◆ What is required: Resume the personal account of taking online autism screening tests, continuing from its last sentence.

◆ Text provided:
>>>

I let the video finish, and that was it. But now those 12 traits were clearly in my mind, and with a possible explanation as to why I have them.

I went online looking for screening tests. I answered one, after another, and another. When seeing the results, many returned a high possibility of ASD.

  • Aspie: Broader autism cluster and neurotypical traits.
  • AQ: 43 | Threshold: 26 | Max: 50
  • ASSQ: 49 | Threshold: 13 | Max: 54
  • RBQ-2A: 42 | Threshold: 26 | Max: 60
  • EQ: 23 | Threshold: <30 | Min: 0
  • AQ-10: 8 | Threshold: 6 | Max: 10
  • CAT-Q:
    • Total: 129 | Threshold: 100 | Autism Average: 126
    • Compensation: 46 | Average: 42
    • Masking: 36 | Average: 38
    • Assimilation: 47 | Average: 45
  • RAADS-R:
    • Total: 170 | Threshold: 65 | Suspected Autistic Females Average: 145
    • Language: 16 | Threshold: 4 | Average: 11
    • Social Relatedness: 76 | Threshold: 31 | Average: 67
    • Sensory/Motor: 46 | Threshold: 16 | Average: 39
    • Circumscribed Interests: 32 | Threshold: 15 | Average: 28

  • LSAS: 109 - Severe social anxiety | >95

Yeah. I know this is not an actual assessment, but well, there it is.

<<<

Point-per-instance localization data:
>>>

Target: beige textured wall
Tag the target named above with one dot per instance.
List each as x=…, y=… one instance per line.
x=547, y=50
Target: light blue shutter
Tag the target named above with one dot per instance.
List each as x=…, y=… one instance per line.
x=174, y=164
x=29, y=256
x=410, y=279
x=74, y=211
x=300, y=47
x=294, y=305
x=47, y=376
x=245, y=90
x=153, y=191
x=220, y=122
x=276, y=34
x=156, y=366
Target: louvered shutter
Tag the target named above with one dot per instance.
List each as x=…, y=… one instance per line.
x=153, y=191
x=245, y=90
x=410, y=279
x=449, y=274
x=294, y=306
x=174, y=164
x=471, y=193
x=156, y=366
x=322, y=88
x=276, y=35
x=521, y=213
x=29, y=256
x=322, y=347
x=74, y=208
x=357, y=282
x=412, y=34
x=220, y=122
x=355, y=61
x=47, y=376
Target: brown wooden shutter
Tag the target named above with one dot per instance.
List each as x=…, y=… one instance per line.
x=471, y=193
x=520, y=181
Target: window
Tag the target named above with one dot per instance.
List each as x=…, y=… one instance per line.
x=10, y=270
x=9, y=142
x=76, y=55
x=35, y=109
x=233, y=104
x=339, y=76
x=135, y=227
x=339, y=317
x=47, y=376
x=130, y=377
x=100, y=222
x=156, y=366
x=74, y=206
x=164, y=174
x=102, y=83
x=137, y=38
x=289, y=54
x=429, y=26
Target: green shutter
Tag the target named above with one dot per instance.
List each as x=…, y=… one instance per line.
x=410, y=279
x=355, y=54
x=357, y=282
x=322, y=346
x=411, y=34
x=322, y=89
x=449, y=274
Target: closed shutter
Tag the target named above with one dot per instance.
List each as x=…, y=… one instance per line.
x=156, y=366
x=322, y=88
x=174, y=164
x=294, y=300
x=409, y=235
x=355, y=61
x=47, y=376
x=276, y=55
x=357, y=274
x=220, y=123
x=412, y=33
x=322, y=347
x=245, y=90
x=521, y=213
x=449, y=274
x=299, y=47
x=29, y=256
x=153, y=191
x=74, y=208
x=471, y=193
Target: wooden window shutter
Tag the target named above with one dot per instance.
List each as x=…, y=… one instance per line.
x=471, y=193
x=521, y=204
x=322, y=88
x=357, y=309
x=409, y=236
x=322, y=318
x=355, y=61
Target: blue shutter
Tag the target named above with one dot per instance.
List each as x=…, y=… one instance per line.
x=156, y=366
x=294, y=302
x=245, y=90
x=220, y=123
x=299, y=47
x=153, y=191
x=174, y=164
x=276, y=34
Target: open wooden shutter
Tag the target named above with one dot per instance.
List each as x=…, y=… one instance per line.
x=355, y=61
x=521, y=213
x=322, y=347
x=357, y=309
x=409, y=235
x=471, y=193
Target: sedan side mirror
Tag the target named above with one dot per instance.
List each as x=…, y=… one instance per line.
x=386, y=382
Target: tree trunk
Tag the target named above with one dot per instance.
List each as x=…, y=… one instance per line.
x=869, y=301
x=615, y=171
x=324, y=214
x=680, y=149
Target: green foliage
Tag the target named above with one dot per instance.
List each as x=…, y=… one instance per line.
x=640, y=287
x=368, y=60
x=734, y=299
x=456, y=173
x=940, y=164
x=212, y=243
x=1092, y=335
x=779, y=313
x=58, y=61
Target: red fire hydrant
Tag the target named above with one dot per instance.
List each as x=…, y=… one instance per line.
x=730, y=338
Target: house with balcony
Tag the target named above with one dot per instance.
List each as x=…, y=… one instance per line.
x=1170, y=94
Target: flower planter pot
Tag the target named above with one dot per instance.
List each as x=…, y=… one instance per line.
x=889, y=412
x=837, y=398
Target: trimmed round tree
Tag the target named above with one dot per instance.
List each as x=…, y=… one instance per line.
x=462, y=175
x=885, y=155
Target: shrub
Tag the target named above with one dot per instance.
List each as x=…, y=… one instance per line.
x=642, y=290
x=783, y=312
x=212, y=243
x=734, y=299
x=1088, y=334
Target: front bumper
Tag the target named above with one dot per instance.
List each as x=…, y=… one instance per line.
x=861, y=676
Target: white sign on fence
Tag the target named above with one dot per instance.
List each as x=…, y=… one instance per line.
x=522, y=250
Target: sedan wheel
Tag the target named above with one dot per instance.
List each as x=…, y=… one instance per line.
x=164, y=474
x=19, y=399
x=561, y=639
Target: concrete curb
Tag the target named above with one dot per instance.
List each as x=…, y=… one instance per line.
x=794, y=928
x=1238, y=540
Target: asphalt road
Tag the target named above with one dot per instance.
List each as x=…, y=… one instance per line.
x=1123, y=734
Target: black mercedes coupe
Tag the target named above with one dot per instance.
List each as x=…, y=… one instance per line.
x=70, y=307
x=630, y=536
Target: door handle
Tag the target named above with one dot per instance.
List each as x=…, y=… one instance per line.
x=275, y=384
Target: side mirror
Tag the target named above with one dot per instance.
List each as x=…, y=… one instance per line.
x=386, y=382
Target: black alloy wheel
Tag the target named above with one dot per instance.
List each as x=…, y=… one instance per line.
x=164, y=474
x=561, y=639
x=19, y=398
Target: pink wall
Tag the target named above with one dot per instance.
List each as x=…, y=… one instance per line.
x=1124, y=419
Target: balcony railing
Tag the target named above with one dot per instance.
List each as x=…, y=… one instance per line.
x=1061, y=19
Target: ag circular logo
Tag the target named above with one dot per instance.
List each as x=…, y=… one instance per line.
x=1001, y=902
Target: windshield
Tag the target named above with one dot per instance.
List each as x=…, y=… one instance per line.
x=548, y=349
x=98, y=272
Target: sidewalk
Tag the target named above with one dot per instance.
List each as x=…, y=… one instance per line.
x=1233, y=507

<<<
>>>

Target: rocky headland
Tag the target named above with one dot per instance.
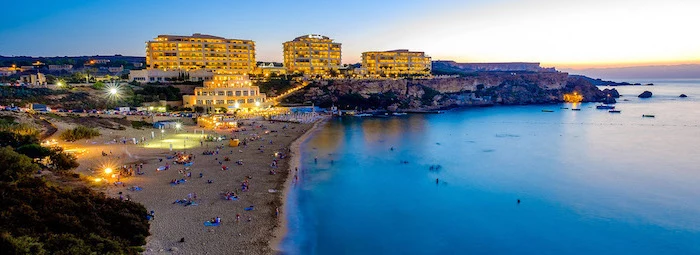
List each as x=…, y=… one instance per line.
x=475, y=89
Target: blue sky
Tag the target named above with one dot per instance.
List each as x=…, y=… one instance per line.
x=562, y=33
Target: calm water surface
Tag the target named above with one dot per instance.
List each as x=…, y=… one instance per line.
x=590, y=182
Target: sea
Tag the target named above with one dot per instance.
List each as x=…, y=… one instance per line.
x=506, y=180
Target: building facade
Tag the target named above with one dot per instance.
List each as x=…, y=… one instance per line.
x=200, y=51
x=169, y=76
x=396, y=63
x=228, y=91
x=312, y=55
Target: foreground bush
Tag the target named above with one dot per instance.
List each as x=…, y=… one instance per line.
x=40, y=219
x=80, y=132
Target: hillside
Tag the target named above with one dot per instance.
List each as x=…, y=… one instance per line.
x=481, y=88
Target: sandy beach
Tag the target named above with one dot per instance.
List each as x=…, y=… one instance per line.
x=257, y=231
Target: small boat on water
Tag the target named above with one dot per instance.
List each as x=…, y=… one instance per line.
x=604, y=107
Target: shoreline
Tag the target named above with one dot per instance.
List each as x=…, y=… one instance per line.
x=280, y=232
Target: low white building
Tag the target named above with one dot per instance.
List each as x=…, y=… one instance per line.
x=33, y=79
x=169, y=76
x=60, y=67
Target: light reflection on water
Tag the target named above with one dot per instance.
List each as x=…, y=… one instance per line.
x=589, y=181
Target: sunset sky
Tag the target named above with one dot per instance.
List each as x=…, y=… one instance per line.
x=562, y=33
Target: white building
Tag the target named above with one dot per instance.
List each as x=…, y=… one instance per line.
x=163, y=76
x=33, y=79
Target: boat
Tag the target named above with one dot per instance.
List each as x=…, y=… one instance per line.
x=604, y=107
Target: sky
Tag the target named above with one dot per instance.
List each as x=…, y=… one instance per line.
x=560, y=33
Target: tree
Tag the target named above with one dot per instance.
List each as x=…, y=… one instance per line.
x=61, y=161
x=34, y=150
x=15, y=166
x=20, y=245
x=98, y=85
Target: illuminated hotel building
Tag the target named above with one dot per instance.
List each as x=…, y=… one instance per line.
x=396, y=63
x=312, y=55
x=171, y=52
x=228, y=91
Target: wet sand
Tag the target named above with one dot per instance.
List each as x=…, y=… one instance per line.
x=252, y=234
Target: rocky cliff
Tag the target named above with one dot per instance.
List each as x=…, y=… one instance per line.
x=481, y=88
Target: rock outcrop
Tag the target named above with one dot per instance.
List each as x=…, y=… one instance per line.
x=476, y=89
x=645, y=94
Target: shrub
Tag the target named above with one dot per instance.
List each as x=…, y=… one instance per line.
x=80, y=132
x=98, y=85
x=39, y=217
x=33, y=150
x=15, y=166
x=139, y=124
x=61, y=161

<<<

◆ Answer space:
I think that if I wasn’t autistic, I would not be where I am right now. It has given me those superpowers that allow me to get interested in many particular things. So I think it’s made me always eager to learn. It allows me to focus on something that I really want, or need to do. It allows me to perceive tiny noises, patterns, and details, that no one seems to care about. However, it also means that I struggle a lot in social situations, I isolate myself, and I’d rather not meet, or talk to anyone if I had the chance. I currently don’t have any friends, and even though I feel impulses to come up to someone or help them with something, I never do. My mom and family frequently tell me that I don’t express much care for them, even when I feel I do. I am still discovering traits now that I know that my world is indeed different from everyone else’s. But being autistic has certainly helped me, and I wouldn’t want to be any different.

Now I know why I act so awkwardly, and so I feel I can take action to help ameliorate it.
I’ve also learned about masking. I do try to mimic what other people do, from how they dress to how they walk, and things they say. But I feel it just makes me look clumsier. I learned of the negative effects masking can cause. So I’m trying to just be me, like gender-transition-apart me. I notice that my heartbeat is not as fast, and I feel happier.

I don’t quite know how to tell my mom though. I know she has that wrong perception of autism. And I’m afraid she will not take me seriously. This feels really similar to when I came out to her as trans. I’ve thought about paying for a diagnostic assessment by myself and then tell her when I have the results. Also to know if I’m indeed autistic, or if I have other conditions.

But I really need to tell her. Yesterday she got mad at me and shouted “how hard can it be to wash the dishes!” I just stayed quiet and didn’t talk to her until later. I wanted to tell her that it may not be difficult for her, but for me it is!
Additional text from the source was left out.